Provided passage |
_____
Looks like non-tryptic lib, I get zero annotations also on Windows. With --cut F,Y,W,M,L,!P specificity I guess identical results (2 genes matched) on Windows and Linux.
Are you sure you get different results on Windows & Linux with identical settings? If yes, would you please be able to share the full lib & settings that cause it? Apologies for so many requests.
If you want --reannotate to just match to anything, please use --cut to enable cuts after arbitrary amino acids (for this listing all AAs in --cut, e.g. --cut A,G,L,I,...).
Best, Vadim
Aah yes, indeed, the cut flag had to be adapted, this was set default to K,R on my windows while I wrongly had it on linux. Thanks for pointing out it and sorry for the inconvenience!
Patrick
Hey Vadim,
First of all congrats with the 1.9 release - I already re-analyzed lots of older data given the improved performance with the new release.
_____
(Stored data entries)
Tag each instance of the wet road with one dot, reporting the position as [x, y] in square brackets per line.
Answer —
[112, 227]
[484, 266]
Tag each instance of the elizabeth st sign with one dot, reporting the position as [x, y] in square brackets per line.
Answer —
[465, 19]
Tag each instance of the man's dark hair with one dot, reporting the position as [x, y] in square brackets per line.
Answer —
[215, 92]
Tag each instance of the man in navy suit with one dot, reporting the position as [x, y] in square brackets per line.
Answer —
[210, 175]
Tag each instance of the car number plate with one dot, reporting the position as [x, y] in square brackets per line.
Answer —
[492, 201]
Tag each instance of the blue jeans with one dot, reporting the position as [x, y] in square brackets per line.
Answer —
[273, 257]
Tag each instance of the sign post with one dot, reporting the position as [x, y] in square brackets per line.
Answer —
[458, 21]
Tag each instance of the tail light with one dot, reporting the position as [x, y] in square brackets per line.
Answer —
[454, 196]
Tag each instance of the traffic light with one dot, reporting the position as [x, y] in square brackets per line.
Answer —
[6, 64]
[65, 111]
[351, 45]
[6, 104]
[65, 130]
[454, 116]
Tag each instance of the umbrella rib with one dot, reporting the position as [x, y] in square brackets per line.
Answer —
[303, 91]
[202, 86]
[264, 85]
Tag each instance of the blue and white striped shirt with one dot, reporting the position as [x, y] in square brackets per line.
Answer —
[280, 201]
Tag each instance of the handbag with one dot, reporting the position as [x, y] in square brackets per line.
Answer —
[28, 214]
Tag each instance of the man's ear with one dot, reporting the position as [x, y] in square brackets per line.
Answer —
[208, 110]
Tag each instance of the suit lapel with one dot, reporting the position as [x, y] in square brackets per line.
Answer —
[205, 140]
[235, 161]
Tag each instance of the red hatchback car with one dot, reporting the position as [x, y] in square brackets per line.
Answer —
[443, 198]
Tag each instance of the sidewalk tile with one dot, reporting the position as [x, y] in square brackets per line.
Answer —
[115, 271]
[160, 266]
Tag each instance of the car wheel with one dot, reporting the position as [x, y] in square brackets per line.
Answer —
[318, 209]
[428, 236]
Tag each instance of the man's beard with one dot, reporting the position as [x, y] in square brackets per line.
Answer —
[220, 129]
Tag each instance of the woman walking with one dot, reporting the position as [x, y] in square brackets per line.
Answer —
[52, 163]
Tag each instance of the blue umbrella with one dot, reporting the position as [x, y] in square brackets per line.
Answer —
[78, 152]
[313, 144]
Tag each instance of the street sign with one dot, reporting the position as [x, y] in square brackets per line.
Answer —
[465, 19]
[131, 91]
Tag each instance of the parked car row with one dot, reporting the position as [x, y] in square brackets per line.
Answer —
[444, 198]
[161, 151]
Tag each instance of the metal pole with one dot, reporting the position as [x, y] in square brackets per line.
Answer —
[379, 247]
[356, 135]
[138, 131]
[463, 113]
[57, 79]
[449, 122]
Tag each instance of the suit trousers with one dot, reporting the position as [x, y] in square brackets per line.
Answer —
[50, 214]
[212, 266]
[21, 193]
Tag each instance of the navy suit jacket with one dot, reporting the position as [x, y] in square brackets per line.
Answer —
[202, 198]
_____
List of tasks |
1. Reproduce, word for word, the portion of the forum thread on the --cut setting that opens with the words "Looks like non-tryptic" and closes with "Windows and Linux.".
2. Pick up the forum thread on the --cut setting after its final sentence and continue it.

Answers for the exercise |
1.
Looks like non-tryptic lib, I get zero annotations also on Windows. With --cut F,Y,W,M,L,!P specificity I guess identical results (2 genes matched) on Windows and Linux.

2.
I had a small question regarding the protein reannotate function within DIA-NN. I am using Spectronaut-formatted predicted libraries looking as:
I activated the --reannotate and specified the correct UniProtKB FASTA, hoping that DIA-NN would assign the proteins for me. It does print in the log that it is reannotating library precursors but then they are not assigned to proteins. Is it possible to add proteins for such library with DIA-NN? Otherwise, I will add the columns myself of course.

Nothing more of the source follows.